#### [READING PASSAGE]
————————

[DTOSS-11551] Add extract model #709

cameronhargreaves1-nhs · 2025-11-12T14:24:33Z

Description

we want to model the relationship between Appontments and the Extract it was booked in properly to give us the ability to more easily check sequence numbers.

Whenever appointments are created, a new Extract will need to be created as well.

Jira link

Review notes

Review checklist

Check database queries are correctly scoped to current_provider

Harriethw

Looks pretty good so far! just some minor changes/ questions

manage_breast_screening/notifications/management/commands/create_appointments.py

manage_breast_screening/notifications/tests/management/commands/test_create_appointments.py

manage_breast_screening/notifications/models.py

manage_breast_screening/notifications/tests/management/commands/test_create_appointments.py

manage_breast_screening/notifications/management/commands/create_appointments.py

manage_breast_screening/notifications/migrations/0022_extract.py

manage_breast_screening/notifications/management/commands/create_appointments.py

steventux

Looking good, a couple of small things, the main thing is around how we read the header, I think we can make it more readable.

————————

#### [EXCERPTED RECORDS]
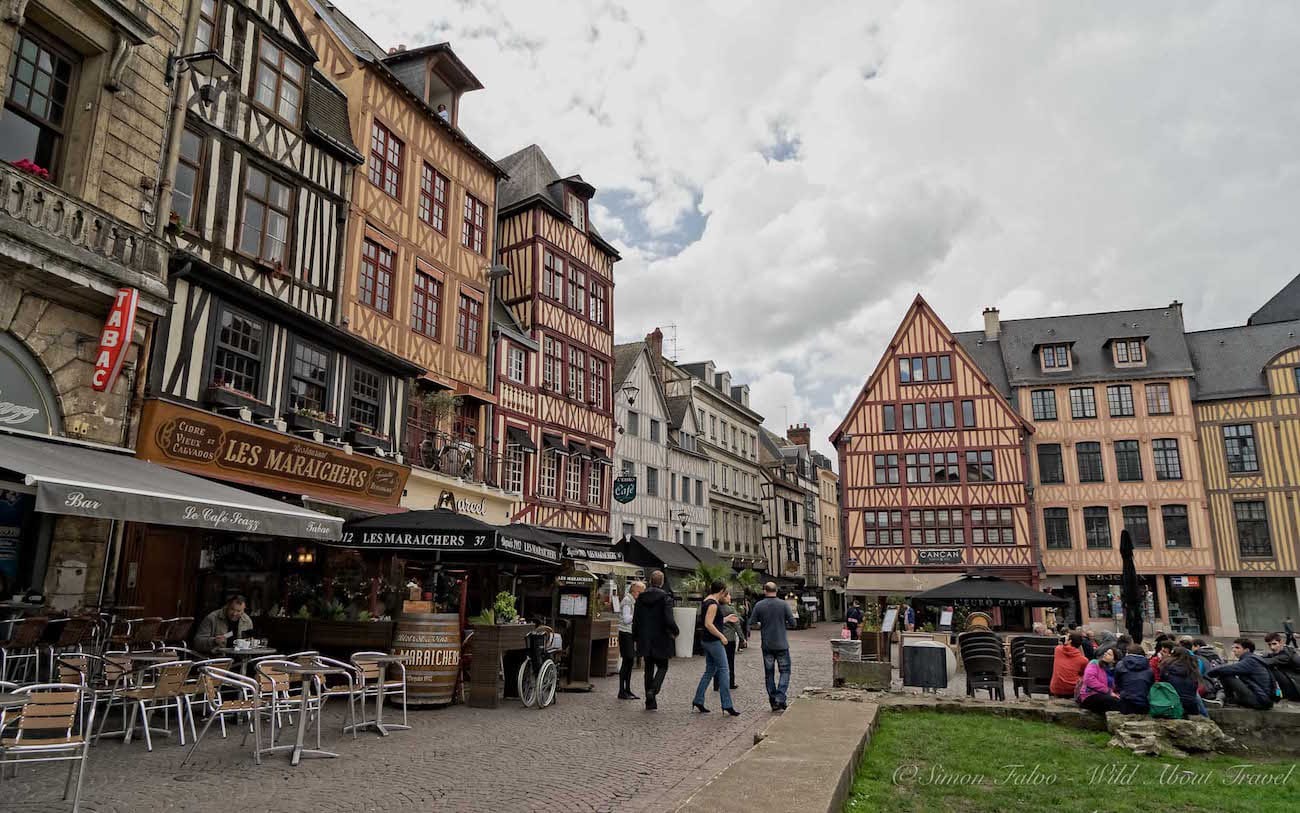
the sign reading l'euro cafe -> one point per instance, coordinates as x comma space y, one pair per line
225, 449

————————

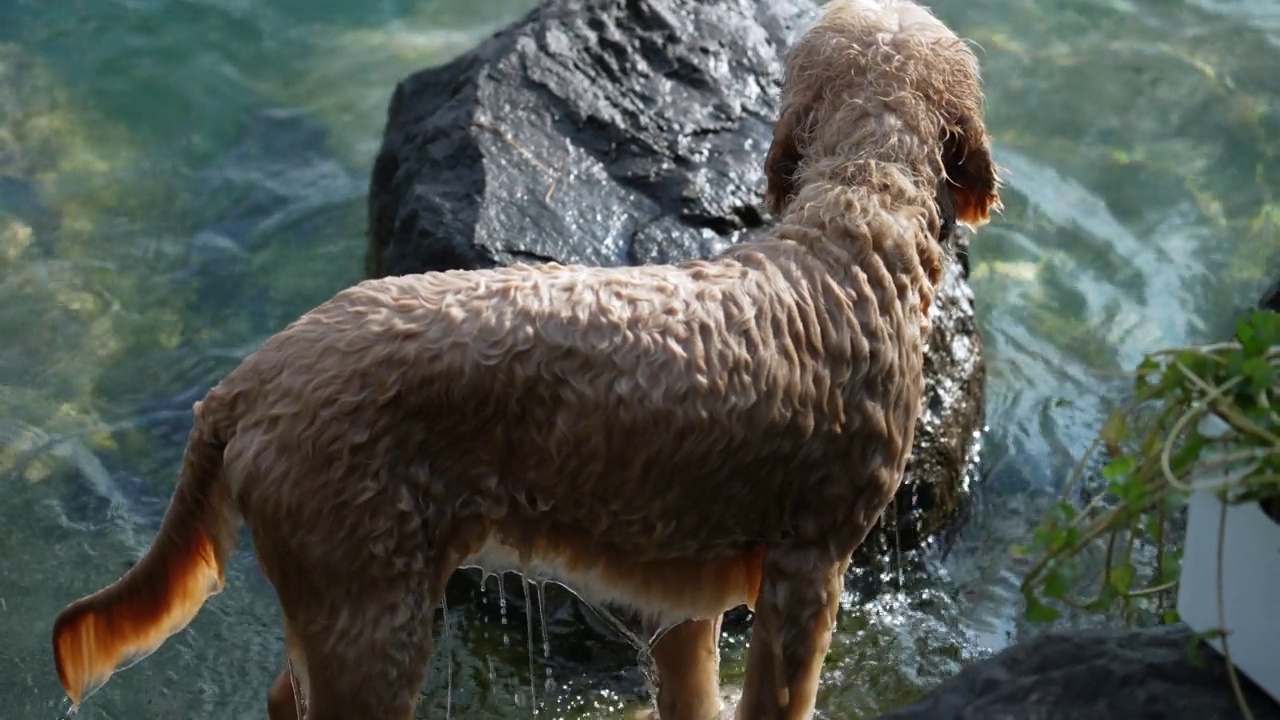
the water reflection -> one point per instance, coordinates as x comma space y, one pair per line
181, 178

————————

#### [WORK REQUIRED]
Answer from the pull request above:
1. According to the description, what must also be created whenever appointments are created?
2. What does the review checklist say database queries should be correctly scoped to?
3. What does steventux name as the main thing to address?

#### [SOLUTION TO THIS PROBLEM]
1. A new Extract.
2. current_provider.
3. How the header is read, which steventux thinks can be made more readable.